Exercise requirements
Arrange the part of the records that opens with the line containing "Please locate the glossy" and closes with the line containing "[27, 0, 199, 69]" as a two-column CSV headed text and answer, one row per record, with each field in quotes and line breaks turned into spaces. Leave the pictures out.

Image entries on named regions:
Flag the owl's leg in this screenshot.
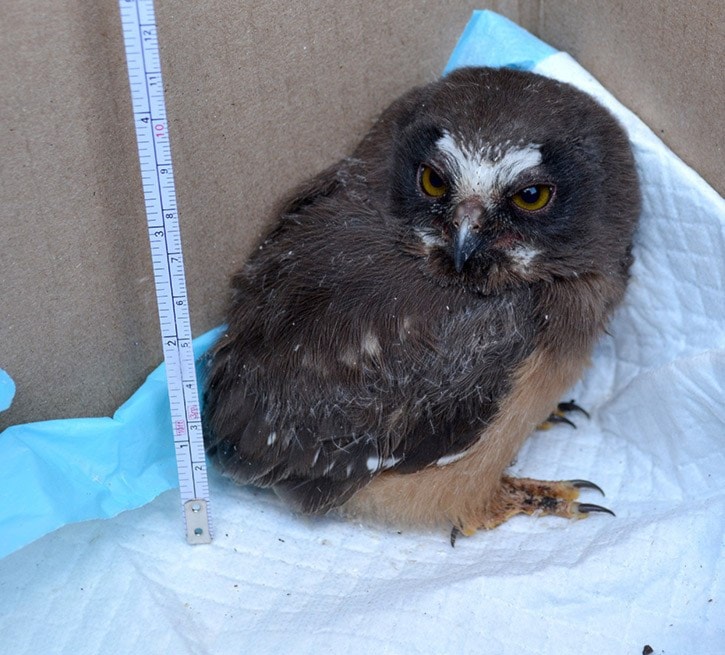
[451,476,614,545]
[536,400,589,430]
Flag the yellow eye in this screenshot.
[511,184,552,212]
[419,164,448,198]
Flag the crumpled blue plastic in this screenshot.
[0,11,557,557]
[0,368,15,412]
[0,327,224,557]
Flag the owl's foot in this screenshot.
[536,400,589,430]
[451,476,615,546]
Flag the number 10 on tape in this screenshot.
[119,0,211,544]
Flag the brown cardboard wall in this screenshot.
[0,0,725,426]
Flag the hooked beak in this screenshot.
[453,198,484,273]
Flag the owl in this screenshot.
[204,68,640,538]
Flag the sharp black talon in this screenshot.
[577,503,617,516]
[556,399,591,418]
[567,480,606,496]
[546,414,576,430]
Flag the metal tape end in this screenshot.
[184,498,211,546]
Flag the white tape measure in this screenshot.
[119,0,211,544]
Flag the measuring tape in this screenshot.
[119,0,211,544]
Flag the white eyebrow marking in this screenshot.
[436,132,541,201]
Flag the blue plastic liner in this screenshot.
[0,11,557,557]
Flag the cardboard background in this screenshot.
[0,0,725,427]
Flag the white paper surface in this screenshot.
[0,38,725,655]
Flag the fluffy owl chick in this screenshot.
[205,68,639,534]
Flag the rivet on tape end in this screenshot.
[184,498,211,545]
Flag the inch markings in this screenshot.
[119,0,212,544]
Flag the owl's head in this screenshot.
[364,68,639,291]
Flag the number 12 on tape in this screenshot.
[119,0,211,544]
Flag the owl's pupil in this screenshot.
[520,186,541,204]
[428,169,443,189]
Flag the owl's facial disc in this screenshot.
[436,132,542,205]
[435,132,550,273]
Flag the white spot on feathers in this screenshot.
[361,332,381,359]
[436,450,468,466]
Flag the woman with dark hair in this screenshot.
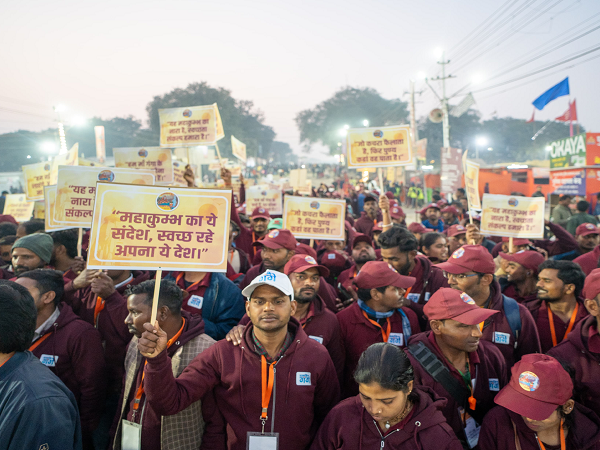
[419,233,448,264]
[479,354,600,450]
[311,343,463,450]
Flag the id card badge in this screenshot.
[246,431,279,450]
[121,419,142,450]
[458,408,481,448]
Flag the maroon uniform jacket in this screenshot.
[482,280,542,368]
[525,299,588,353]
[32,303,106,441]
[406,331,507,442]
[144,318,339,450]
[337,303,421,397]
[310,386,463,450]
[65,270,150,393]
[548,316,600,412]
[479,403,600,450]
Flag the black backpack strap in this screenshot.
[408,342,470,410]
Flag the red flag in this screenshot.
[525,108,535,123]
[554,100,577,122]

...

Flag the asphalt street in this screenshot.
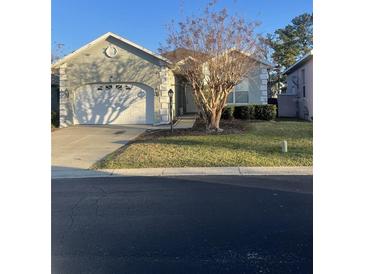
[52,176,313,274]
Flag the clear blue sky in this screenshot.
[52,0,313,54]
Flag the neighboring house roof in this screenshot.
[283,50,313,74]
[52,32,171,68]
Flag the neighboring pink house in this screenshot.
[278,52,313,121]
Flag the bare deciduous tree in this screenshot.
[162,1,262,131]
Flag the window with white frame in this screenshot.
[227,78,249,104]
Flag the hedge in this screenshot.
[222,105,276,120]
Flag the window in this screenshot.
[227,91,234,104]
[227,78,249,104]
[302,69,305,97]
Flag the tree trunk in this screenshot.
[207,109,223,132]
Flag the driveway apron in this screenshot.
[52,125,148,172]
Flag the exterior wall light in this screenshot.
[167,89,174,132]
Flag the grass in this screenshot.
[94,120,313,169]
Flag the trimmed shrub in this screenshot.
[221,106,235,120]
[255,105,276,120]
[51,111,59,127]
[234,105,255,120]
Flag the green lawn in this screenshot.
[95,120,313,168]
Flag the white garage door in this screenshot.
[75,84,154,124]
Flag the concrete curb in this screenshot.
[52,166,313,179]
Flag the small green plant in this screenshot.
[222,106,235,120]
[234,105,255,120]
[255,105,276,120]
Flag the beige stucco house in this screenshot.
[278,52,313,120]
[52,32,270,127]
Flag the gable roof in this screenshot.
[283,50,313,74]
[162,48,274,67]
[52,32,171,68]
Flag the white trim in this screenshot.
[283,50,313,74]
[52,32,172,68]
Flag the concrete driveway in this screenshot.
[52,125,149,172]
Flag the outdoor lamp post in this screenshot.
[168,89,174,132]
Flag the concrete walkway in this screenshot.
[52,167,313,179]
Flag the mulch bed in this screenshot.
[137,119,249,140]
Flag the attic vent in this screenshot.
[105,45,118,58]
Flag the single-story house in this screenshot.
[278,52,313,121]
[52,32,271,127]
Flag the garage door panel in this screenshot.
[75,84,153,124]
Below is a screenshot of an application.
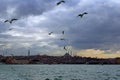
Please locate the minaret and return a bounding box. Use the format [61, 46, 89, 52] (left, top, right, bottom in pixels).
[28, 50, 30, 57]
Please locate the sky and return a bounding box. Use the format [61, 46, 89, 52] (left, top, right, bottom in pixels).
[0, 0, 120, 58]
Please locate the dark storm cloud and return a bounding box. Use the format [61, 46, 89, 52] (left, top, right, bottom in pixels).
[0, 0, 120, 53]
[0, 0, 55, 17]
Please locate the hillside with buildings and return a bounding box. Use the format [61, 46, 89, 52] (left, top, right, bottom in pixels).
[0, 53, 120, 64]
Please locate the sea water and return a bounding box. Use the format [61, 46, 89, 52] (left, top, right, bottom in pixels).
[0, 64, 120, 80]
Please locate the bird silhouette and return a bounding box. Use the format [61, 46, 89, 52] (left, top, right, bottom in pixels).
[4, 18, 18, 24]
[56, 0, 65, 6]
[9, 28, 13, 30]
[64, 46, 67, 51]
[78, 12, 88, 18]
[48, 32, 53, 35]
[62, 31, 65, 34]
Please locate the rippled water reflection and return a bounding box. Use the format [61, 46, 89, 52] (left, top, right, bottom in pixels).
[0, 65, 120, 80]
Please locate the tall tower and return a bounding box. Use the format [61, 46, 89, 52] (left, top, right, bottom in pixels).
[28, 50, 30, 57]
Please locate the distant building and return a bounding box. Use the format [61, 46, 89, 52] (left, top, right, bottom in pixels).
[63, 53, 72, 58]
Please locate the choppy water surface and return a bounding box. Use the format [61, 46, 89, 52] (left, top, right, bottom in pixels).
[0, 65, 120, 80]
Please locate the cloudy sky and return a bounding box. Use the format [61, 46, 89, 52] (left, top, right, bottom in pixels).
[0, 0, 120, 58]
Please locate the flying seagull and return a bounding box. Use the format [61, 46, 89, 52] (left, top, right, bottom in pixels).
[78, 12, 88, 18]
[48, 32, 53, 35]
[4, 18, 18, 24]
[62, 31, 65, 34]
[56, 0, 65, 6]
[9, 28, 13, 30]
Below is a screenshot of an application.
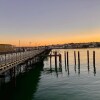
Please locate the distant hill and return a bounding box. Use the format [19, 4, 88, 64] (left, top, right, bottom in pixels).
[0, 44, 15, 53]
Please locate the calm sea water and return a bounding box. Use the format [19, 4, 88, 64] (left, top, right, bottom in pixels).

==

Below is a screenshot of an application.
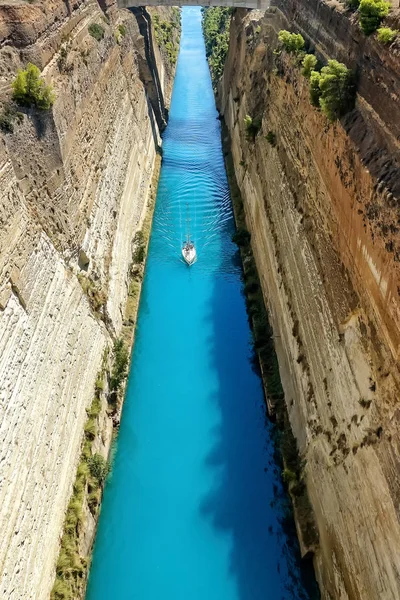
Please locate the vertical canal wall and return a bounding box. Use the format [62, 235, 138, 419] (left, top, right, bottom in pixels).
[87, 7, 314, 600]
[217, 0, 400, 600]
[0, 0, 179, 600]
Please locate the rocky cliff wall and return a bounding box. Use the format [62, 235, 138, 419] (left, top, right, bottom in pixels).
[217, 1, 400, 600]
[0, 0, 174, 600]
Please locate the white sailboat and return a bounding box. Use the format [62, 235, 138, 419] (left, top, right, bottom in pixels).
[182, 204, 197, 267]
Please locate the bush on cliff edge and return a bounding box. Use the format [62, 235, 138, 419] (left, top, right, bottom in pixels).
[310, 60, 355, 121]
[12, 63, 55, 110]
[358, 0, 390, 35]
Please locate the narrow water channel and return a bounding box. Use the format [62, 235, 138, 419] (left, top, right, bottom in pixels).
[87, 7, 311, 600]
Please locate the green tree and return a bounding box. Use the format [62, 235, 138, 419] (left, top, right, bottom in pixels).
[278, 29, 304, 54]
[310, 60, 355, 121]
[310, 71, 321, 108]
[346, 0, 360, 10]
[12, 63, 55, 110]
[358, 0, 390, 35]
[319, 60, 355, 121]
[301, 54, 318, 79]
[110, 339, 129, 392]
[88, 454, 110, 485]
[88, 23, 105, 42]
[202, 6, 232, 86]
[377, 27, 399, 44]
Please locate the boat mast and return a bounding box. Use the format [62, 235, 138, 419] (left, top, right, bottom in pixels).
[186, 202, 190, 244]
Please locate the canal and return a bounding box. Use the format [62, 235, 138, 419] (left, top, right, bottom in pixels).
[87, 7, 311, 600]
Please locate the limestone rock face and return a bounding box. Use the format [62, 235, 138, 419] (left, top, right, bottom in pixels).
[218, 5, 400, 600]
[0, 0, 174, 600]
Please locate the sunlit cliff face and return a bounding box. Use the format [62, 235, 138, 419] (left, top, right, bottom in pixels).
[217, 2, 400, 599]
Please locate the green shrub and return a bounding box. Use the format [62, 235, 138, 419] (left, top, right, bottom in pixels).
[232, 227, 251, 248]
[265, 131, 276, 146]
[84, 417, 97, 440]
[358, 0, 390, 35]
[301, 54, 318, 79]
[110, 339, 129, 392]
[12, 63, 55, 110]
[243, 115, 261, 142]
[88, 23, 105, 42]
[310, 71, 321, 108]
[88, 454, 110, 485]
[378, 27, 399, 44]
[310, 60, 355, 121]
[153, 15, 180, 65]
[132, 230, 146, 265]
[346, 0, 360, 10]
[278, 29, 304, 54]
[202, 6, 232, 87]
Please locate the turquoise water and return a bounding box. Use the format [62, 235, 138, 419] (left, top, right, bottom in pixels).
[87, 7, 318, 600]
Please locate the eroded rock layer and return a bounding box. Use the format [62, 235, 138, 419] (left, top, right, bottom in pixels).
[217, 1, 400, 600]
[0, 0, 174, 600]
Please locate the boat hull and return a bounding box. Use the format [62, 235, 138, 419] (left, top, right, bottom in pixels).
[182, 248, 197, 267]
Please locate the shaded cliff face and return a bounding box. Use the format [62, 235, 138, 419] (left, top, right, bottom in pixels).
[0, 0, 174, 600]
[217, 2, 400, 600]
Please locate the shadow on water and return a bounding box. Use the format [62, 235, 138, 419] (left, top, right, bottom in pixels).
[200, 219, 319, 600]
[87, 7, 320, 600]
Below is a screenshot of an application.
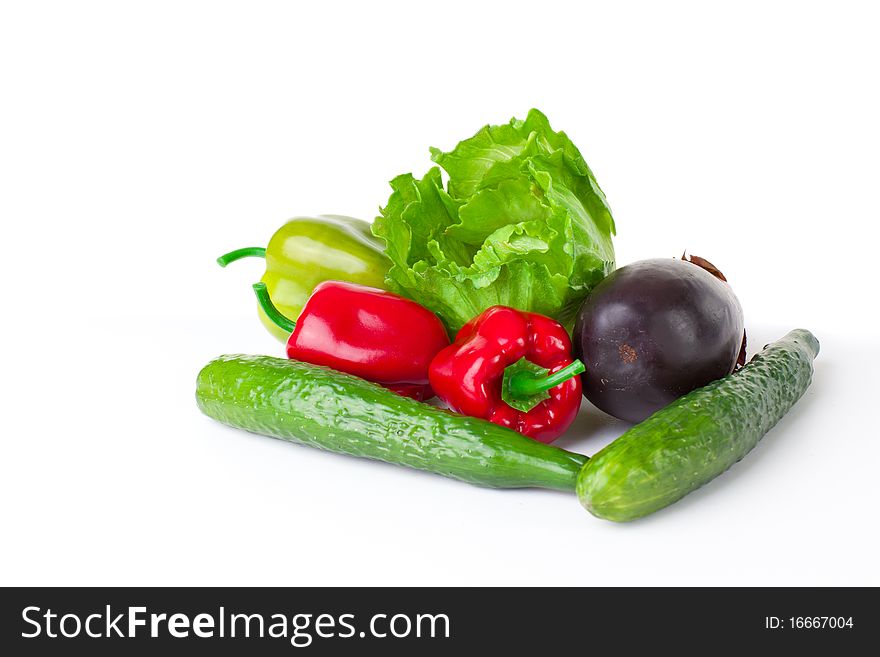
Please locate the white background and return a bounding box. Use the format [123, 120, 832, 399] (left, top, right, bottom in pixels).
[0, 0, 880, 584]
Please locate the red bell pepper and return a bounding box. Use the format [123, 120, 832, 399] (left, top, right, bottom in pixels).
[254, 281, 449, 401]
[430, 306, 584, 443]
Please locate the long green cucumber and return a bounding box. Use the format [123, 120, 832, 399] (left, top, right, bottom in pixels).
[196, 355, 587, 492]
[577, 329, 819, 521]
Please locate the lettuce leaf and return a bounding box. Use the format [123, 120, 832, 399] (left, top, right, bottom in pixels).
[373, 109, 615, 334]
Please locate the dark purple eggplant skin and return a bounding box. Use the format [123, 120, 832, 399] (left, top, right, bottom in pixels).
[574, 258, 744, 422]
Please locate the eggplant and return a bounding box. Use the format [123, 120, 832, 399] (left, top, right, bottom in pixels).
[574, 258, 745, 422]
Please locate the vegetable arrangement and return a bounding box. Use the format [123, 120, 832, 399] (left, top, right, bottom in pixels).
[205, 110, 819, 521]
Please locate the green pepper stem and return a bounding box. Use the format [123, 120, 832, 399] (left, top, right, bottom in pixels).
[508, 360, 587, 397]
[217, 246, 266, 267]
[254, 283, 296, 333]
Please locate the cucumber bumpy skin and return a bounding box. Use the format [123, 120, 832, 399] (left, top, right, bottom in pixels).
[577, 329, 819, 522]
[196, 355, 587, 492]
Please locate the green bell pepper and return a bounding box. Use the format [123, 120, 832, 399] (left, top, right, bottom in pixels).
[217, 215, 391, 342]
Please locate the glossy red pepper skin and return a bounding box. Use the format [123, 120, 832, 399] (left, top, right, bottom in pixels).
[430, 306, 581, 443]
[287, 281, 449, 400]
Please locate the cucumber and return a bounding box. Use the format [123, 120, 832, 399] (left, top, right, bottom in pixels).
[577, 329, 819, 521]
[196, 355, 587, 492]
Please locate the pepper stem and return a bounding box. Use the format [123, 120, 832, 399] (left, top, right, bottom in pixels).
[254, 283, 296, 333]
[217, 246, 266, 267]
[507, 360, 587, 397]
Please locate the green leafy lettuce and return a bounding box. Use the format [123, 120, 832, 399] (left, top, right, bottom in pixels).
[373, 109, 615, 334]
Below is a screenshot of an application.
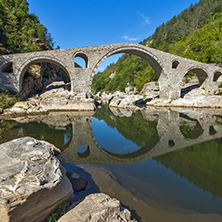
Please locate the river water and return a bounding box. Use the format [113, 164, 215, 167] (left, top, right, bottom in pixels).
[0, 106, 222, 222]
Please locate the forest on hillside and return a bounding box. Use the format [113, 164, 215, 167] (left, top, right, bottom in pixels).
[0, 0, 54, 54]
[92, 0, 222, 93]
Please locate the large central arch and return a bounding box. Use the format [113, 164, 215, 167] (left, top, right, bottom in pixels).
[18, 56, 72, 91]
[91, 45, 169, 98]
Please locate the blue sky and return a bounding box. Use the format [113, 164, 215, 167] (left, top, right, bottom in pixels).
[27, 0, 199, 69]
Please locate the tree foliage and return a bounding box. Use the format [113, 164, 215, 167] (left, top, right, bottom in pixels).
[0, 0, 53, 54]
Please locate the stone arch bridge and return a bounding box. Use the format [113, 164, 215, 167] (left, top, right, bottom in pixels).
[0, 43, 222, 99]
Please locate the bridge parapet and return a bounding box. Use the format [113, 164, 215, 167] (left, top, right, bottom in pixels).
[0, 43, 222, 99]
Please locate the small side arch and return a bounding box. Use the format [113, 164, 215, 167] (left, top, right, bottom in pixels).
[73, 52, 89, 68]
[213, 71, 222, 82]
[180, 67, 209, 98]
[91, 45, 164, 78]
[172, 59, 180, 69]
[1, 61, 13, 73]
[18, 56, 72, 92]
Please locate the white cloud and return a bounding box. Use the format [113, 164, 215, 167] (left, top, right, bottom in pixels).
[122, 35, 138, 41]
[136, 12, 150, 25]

Task output
text,answer
"Please locate the glossy red pepper skin and return a bounding box. Use the format [123, 120, 832, 399] (left, top, right, bottom in pixels).","[430, 306, 581, 443] [287, 281, 449, 400]"
"Please locate the cucumber and return a bounding box. Use the format [123, 120, 832, 399] (left, top, right, bottom in pixels).","[577, 329, 819, 521] [196, 355, 587, 492]"
"Please locate the pepper stem and return a bounding box. Use the format [123, 120, 832, 399] (left, top, right, bottom in pixels).","[254, 283, 296, 333] [217, 246, 266, 267] [507, 360, 587, 397]"
"Please locate the green leafy lettuce and return a bounding box. Use the format [123, 120, 832, 399] (left, top, right, bottom in pixels).","[373, 109, 615, 334]"
"Below is a screenshot of an application. Please locate the river water and return a bounding box. Use the format [113, 164, 215, 167] (left, top, right, bottom in pixels).","[0, 106, 222, 222]"
"Please locate the forest on hillside and return a bounding box. Use the format [113, 164, 215, 167] (left, top, right, bottom in pixels).","[0, 0, 54, 54] [92, 0, 222, 93]"
"Please locate the large central arch and return a bounding box. Use the format [113, 164, 215, 167] (left, top, right, bottom in pixels).","[18, 56, 72, 91] [91, 45, 169, 98]"
"Please locate the blue sky and return a bounding box. Use the format [113, 164, 215, 167] (left, top, right, bottom in pixels).","[27, 0, 199, 69]"